■ **Questions**
1. According to the FAIR Health Survey cited in the passage on emergency room care, which age group is most likely to rely on emergency care?
2. Write the next part of the passage on emergency room care, starting after its final sentence.

Not surprisingly, reliance on emergency room care is not symmetric among demographic groups, and understanding the groups of individuals most likely to rely on emergency care can help in determining the most effective policy interventions to deliver affordable medical services potentially outside the constraints of typical business hours when one may be expected to be at work. The FAIR Health Survey revealed that the age group most likely to rely on emergency care is 18-34 year-olds (followed by those who are 65+), and education level most likely to rely on this is "high school graduate or less," the income level most likely to rely on this is "less than $35,000," and the racial group most likely to rely on this is Latinos (followed by blacks) (source: FAIR Health Survey).
These demographics should not surprise, given that those who can take off two hours from work to go to the doctor are more likely to have some measure of flexibility in their job, and those who would take off that time to go to the doctor for an outpatient visit may be more forward-thinking, or otherwise more health-conscious with respect to managing one's medical conditions. In contrast, those relying on emergency care, despite emergency care costing far more money, tend to be in poorer health (e.g., because they have waited until a crisis level as opposed to managing on an outpatient basis their conditions) and may have been unable to take time off of work to go to the doctor during business hours (which can be correlated with a lower income and associated health problems).

■ **Dataset extract**
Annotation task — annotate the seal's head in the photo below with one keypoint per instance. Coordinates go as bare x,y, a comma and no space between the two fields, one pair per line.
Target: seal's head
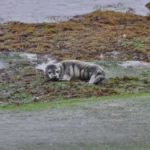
53,72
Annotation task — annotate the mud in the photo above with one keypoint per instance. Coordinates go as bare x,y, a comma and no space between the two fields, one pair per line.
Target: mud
116,124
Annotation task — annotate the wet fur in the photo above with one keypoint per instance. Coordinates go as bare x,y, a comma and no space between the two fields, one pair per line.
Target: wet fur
75,69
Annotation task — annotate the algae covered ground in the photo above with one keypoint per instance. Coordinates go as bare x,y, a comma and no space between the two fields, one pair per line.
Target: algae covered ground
104,37
21,82
87,37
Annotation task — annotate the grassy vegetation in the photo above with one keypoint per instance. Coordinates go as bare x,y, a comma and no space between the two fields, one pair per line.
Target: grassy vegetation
83,37
69,102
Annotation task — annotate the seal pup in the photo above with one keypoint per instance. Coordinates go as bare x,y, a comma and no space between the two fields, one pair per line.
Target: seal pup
75,69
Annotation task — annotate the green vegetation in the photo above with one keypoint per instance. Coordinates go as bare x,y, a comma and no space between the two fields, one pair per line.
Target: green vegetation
83,37
69,102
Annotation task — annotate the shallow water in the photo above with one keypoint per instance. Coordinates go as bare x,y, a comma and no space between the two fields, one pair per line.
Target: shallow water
56,10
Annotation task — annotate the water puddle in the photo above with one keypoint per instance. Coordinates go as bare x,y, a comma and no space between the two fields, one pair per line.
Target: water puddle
55,10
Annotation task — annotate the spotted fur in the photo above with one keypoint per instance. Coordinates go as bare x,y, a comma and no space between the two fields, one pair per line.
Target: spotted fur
75,69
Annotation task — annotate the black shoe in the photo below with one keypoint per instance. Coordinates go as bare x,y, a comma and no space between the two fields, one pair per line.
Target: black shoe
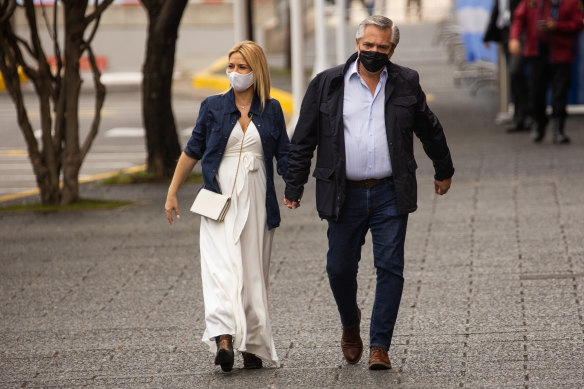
560,139
250,361
517,128
224,356
537,134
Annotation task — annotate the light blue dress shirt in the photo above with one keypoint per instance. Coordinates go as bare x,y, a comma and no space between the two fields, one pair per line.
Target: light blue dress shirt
366,150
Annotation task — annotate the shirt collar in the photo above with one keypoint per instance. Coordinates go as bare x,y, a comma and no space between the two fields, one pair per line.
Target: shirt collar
230,106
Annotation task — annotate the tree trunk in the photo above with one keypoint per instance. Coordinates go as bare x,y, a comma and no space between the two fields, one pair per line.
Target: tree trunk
59,150
71,87
161,137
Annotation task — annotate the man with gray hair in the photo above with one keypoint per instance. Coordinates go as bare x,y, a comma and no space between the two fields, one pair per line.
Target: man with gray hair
362,116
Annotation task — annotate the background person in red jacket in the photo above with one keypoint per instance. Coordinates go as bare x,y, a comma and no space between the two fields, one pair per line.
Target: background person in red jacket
551,30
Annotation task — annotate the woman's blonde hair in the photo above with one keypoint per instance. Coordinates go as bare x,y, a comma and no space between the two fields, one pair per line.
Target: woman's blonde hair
256,59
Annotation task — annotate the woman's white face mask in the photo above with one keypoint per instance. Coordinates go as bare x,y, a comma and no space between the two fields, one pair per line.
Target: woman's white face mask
240,82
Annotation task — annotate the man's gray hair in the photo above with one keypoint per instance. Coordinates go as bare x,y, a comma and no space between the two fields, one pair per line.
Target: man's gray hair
380,22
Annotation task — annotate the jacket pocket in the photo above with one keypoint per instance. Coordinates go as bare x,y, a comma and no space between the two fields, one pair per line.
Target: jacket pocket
412,165
323,173
404,101
405,111
327,125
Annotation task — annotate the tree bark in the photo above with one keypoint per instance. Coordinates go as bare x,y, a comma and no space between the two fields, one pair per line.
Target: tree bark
161,137
57,90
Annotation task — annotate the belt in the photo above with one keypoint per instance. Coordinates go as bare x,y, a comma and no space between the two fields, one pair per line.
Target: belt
369,183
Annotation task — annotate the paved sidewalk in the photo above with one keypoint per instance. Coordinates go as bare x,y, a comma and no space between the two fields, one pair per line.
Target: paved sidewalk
494,281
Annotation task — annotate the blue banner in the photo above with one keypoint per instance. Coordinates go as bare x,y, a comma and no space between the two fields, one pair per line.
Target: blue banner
473,18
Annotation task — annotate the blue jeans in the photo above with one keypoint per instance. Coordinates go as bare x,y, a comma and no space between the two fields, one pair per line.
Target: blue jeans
366,209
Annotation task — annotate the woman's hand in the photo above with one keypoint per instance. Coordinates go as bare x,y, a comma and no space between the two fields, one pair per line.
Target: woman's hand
170,206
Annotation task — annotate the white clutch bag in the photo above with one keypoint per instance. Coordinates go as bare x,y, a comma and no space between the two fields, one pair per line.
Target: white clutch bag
212,205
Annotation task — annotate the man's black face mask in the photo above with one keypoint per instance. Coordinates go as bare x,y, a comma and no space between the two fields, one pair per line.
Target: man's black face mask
373,60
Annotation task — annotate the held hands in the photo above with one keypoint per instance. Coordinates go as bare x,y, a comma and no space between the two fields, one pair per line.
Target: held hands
441,187
293,204
171,205
514,47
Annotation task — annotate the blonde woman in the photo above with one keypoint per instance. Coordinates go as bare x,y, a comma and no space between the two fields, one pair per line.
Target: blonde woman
235,253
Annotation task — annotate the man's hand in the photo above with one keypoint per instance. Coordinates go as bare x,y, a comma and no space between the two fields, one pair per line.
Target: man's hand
515,47
170,206
441,187
291,204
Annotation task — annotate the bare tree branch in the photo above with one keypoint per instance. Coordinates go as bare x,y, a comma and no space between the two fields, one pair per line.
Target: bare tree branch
99,100
97,12
6,10
25,44
9,68
46,19
57,50
94,30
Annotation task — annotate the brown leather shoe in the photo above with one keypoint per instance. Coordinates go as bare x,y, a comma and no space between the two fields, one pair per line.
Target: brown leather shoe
378,359
351,343
224,356
251,361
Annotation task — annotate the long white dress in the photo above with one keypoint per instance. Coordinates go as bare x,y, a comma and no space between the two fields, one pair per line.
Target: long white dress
235,254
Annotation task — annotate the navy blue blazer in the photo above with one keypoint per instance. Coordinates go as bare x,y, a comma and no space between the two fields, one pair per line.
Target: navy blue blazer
321,124
217,117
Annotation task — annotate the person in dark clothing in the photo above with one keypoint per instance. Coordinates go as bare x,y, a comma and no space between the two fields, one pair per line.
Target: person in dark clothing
551,30
363,116
498,31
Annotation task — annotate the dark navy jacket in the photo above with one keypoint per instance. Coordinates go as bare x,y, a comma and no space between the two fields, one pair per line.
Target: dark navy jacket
321,124
217,117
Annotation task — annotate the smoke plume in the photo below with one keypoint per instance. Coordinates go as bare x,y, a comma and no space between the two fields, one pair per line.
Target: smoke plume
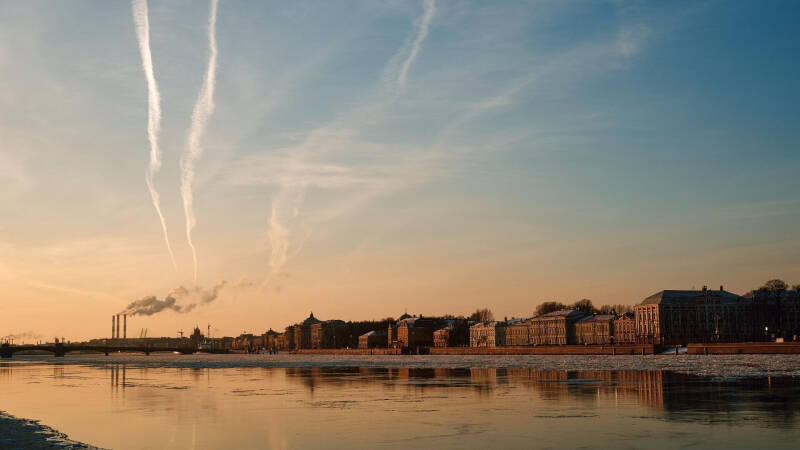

■ **Answers in order**
1. 18-34 year-olds

2.
Knowing the age and racial groups most likely (relative to the overall population) to rely on emergency care can help us to target solutions toward delivering needed care without further contributing to the burdens of hospitals' emergency rooms. Part of this may entail determining the optimal location for urgent care facilities that operate during longer hours than many doctors' offices but which involve far fewer costs than do ERs (the typical cost of an urgent care visit is $127, compared with over $1,400 for an ER visit), thus concentrating care in the communities where it will be most utilized (e.g., communities with many young families or seniors, Latino communities, black communities). Another part of this may, however, be informational if people are a) unaware of where the local urgent care clinics are, or b) are unaware of the cost differential with respect to obtaining care in different centers under their insurance plans.
A different FAIR Health Survey revealed that people of different demographics factor in different costs with respect to their selection of health plans. I wrote recently on the rising out-of-pocket costs that patients have been facing in obtaining care in recent years, a trend that has contributed to discourse surrounding underinsurance under the ACA. Among the issues I addressed was the troubling fact that many do not appear to have a clear understanding of the costs associated with their medical plans.
Here, survey respondents were asked the following question: "Which one of the following is your most important consideration when enrolling in a health insurance plan? " Overall, 23% of respondents said that the monthly premium cost was the most important; 23% said out-of-pocket costs; 26% said the primary care physician accepting the plan; 10% said the deductible; and 6% said the number of doctors in the network. However, there is variation across age groups. Those in the 18-34 and 35-44 age groups valued premium cost the most (28%), suggesting that they are more focused on the present (definite) costs as opposed to the longer-term (potential) costs, despite the fact that those plans with higher premiums often are accompanied by lower copayments and lower coinsurance. And while 12% of 18-34 year-olds said that the deductible was the most important (slightly higher than the sample-wide rate of 10%), in general there is an inverse relationship between premiums and deductibles.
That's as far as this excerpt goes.